[BEGIN]

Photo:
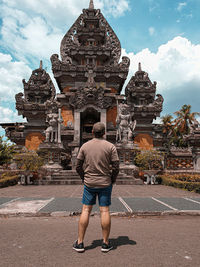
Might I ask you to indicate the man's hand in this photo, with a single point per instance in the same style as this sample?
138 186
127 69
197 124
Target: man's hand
79 169
115 171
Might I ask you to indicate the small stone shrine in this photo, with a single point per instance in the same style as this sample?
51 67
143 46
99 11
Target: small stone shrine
90 78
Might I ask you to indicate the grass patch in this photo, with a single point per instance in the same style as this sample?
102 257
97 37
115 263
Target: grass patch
7 179
183 181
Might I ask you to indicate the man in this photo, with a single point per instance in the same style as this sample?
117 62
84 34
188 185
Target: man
97 156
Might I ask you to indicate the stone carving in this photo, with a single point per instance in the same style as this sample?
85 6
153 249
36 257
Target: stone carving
54 120
158 102
125 63
90 94
125 125
39 88
56 63
71 39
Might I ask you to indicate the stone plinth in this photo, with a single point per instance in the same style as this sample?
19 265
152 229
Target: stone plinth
52 153
196 158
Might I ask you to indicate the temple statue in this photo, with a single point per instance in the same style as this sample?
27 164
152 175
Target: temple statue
125 125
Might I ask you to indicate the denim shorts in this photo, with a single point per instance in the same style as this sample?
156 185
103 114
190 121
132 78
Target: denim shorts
104 196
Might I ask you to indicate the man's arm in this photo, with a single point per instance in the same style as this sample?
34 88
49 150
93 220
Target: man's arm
115 171
79 168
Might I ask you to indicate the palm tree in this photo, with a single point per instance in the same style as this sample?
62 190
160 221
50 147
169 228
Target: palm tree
167 124
185 118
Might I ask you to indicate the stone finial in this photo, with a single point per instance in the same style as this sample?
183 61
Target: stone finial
91 6
41 65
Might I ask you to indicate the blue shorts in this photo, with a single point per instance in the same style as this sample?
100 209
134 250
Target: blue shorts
104 196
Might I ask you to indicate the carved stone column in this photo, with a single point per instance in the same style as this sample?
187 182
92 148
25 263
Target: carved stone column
77 127
196 158
103 117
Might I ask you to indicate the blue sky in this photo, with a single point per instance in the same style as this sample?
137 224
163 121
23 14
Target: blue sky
164 35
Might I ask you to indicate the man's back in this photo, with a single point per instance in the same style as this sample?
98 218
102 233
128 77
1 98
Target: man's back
97 154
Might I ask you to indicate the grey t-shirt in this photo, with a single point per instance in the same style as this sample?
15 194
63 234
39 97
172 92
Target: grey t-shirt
97 155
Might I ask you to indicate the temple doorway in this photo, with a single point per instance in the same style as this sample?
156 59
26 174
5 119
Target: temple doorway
88 118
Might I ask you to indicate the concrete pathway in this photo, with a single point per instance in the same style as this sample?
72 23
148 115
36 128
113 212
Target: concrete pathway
127 200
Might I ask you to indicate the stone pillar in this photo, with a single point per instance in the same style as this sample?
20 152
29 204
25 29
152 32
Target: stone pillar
103 116
77 127
196 158
59 125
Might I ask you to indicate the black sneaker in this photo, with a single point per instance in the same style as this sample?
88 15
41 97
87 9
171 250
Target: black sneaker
106 248
78 247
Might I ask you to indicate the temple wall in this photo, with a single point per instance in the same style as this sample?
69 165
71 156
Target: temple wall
66 89
67 115
33 140
144 141
112 115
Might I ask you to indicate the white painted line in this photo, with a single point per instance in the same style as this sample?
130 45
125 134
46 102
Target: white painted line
73 193
163 203
192 200
24 206
10 201
125 204
46 203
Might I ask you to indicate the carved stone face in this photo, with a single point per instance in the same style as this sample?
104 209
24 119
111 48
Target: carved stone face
90 92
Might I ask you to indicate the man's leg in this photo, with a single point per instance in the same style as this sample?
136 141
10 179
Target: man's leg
83 222
105 223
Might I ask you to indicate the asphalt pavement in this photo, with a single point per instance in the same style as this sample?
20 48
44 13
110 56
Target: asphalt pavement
126 200
39 225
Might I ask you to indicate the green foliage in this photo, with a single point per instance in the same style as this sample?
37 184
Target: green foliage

[END]

- **Instructions for the task**: The records above are to be quoted exactly, with all pictures left out.

- **Full response**:
Photo:
Might I ask you to indicate the man's hand in this photo, with a single point per instance in the same style as this sample?
138 186
127 69
197 124
Target: man's hand
79 169
115 171
Might I ask you to indicate the small stone shrine in this photo, with a single point per instance in the same style as this sample?
51 67
143 46
99 11
Target: small stone shrine
90 78
Might I ask you to indicate the grass patch in this photo, with a single point per instance in the same style as this sample?
102 257
97 37
115 263
Target: grass patch
7 179
183 181
Might I ask you to indicate the man in this photo, with a single point per instance in the same style as this sample?
117 62
84 34
188 185
Target: man
97 156
Might I ask you to indicate the stone carving in this photo, with a single point per instance in the same style as this sample?
85 6
153 249
36 257
Target: stone carving
54 120
158 102
125 63
90 94
125 125
39 88
56 63
71 39
Might I ask you to indicate the stone plinth in this photo, with a single point per instance in the same style as this sample?
19 265
152 229
Target: stone plinth
52 153
196 158
Might I ask you to indicate the temple statue in this photo, with a single point per instance in the same style as this sample?
27 164
152 175
Target: temple statue
125 125
Might I ask you to indicate the denim shorts in this photo, with a single point per instance in the same style as this sample?
156 185
103 114
190 121
132 78
Target: denim shorts
104 196
Might I ask you to indicate the man's arm in this photo, with a single point per instance in the same style as this sample?
34 88
49 150
93 220
Target: man's arm
115 171
79 168
Might I ask you to indicate the palm tree in this photo, with a single point per instance in the same style as this sample?
62 190
160 221
50 147
169 228
Target: palm tree
167 124
185 118
Might I ask you to indicate the stone finial in this photo, with a single point per instance in the same style as this sample?
183 61
Target: stone finial
91 6
41 65
Might I ask you to indicate the blue shorts in this photo, with a single point per instance in the same style as this sample?
100 209
134 250
Target: blue shorts
104 196
Might I ask you to indicate the carved stone column in this photo, with a single point per instance in the same style as this sample?
187 182
92 148
25 263
Target: carved stone column
77 127
196 158
103 117
Might I ask you to indicate the blue sky in this photo, with a single point per instance in the same style as this sample?
137 224
163 121
23 14
Target: blue sky
164 35
Might I ask you to indicate the man's back in this photo, with a single point per instance in the same style as this sample?
98 218
102 233
128 77
1 98
Target: man's back
97 154
Might I ask you to indicate the grey t-shirt in this photo, with a single point per instance in the same style as this sample?
15 194
63 234
39 97
172 92
Target: grey t-shirt
97 155
Might I ask you to indicate the temple doorway in this photo, with a single point per instance in the same style as this sample?
156 59
26 174
5 119
Target: temple doorway
88 118
Might I ask you to indicate the concrete pathway in this photo, with a single point per instance in the same style as this sample?
72 23
148 115
36 128
113 212
Target: concrete pathway
127 200
Might I ask you to indicate the stone pillar in this photo, with a single point per instance in the same style as this sample?
20 152
29 204
25 29
152 32
Target: stone pillar
103 116
77 127
196 158
59 125
Might I ask you to indicate the black sneaker in this photo, with a single point per instance in the same style as this sample?
88 15
41 97
87 9
171 250
Target: black sneaker
106 248
78 247
Might I ask you to indicate the temple wall in this photo, with a single point per instance in the same style as this sample?
69 165
71 156
Target: temple wall
66 89
67 115
33 140
144 141
112 115
Might I ask you to indicate the white painted line in this photo, with a single point per instance in the same style as this sample?
130 45
125 134
46 102
Target: white painted line
73 193
163 203
192 200
24 206
10 201
125 204
46 203
Might I ask you to indicate the carved stone face in this photo, with a single point per instance in the same style as this sample?
104 209
24 119
111 48
Target: carved stone face
90 92
Might I ask you to indicate the man's leg in this photo, with a single point per instance in the same style as this sample?
136 141
10 179
Target: man's leg
83 222
105 223
Might I ask you to indicate the asphalt pavement in this photo, with a single point per instance in the same style as this sample?
20 48
44 13
110 56
Target: asphalt pavement
126 200
39 225
Might I ask you to indicate the green foliage in this photo, with a single point per instance in the same style as this sample?
37 184
Target: green foliage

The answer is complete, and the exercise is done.